-- Aim --
Write out only the tail of the records, beginning at the line containing "Indicate the stone" and including the last line, exactly as written.

-- Point labeling dataset excerpts --
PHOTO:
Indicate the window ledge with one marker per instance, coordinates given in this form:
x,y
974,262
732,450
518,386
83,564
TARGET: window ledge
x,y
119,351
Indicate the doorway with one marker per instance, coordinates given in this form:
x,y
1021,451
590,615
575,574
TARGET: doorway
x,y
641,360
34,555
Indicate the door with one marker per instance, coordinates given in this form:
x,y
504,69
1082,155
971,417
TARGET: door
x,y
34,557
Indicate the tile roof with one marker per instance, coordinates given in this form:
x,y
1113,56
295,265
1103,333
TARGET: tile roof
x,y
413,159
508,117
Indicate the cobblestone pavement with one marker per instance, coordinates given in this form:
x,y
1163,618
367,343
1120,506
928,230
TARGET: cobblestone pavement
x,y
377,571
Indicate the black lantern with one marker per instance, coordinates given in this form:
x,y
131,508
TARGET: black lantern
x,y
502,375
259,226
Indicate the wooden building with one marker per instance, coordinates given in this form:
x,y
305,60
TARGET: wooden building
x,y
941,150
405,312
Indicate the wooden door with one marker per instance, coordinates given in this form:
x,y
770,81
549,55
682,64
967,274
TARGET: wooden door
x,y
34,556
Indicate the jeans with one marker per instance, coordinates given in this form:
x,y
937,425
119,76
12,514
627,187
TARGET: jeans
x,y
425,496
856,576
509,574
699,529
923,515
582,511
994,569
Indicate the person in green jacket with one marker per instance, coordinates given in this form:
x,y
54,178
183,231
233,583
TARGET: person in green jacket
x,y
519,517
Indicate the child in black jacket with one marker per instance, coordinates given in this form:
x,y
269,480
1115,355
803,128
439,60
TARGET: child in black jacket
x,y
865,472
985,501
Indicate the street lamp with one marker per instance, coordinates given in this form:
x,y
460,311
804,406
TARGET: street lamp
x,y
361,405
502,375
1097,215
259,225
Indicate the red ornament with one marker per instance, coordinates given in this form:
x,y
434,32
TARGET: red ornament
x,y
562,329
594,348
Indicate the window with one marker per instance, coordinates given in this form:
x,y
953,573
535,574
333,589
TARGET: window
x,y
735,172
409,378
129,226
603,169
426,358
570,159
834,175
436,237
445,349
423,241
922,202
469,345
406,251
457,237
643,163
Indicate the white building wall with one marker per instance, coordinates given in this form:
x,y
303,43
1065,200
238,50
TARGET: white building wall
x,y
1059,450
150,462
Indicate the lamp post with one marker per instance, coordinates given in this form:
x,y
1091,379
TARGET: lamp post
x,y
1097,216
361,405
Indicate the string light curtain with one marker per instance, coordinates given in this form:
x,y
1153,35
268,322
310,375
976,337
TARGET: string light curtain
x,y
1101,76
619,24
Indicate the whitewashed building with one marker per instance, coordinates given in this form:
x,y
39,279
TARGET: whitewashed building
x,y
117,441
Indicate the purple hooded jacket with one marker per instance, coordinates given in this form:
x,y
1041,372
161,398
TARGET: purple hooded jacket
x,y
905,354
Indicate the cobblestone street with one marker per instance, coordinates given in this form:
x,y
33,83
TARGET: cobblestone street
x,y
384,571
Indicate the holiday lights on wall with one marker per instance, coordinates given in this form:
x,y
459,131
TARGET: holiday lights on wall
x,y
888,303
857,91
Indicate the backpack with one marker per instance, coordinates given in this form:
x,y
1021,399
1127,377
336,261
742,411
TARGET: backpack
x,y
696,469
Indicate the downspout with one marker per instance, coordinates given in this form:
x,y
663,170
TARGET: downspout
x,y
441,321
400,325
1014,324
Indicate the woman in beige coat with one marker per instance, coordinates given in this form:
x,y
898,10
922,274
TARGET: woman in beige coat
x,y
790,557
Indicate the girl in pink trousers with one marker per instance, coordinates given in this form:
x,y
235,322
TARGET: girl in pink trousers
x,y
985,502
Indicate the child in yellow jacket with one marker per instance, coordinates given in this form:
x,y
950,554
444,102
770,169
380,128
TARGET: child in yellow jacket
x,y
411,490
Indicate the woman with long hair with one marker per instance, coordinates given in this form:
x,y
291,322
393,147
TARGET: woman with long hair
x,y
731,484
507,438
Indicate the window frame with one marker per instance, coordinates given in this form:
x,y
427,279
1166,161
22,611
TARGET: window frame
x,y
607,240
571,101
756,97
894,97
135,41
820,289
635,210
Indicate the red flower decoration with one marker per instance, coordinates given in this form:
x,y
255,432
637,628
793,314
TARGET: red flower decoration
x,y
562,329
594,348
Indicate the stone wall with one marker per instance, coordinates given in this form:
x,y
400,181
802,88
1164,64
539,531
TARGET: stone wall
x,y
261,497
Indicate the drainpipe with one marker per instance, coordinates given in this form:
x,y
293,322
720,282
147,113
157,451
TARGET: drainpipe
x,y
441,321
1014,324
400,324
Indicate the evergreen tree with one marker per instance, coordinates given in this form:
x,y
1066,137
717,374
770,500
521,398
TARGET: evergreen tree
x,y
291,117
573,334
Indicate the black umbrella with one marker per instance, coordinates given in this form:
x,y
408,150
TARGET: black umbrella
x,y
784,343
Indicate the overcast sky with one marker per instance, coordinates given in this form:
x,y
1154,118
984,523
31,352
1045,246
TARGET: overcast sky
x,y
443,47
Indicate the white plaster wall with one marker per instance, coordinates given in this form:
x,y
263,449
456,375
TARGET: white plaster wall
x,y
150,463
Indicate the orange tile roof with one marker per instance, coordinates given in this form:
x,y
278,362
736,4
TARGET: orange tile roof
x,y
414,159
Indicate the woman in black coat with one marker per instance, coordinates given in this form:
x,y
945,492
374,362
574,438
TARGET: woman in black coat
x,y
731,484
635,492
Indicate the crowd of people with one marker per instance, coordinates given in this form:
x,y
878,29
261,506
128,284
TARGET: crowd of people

-- Written answer --
Indicate the stone wall with one marker per instance, coordinates given in this form:
x,y
400,181
802,88
1164,64
539,531
TARGET: stone wall
x,y
261,497
Indicate the drainpipe with one marker per instance, coordinates given in this form:
x,y
293,322
720,282
147,113
157,451
TARGET: drainpipe
x,y
441,321
1014,324
400,324
Indicate the evergreen tree with one marker per instance, coordinates given in this form:
x,y
1066,137
717,374
770,500
521,398
TARGET: evergreen tree
x,y
291,117
573,334
Indicate the black umbrella with one marker per instance, coordinates given in this form:
x,y
408,150
TARGET: black umbrella
x,y
784,343
Indicate the overcast sky with one marker per instance, coordinates given in this form:
x,y
1154,118
984,523
31,352
1045,246
TARGET: overcast sky
x,y
443,47
Indicate the white plaster wall with one marker per instance, coordinates given in this form:
x,y
263,449
456,375
TARGET: white plaster wall
x,y
150,463
Indicate the orange tile roof with one marker per instance, coordinates given in this form:
x,y
278,362
736,4
TARGET: orange tile roof
x,y
414,159
Indicate the woman in black coat with one marker per instance, coordinates given in this form:
x,y
945,492
374,362
574,438
TARGET: woman in black coat
x,y
731,484
635,492
Indicate the crowd of people with one marker per instance, coordinates given in this form:
x,y
878,29
261,506
128,284
TARGET: crowd of people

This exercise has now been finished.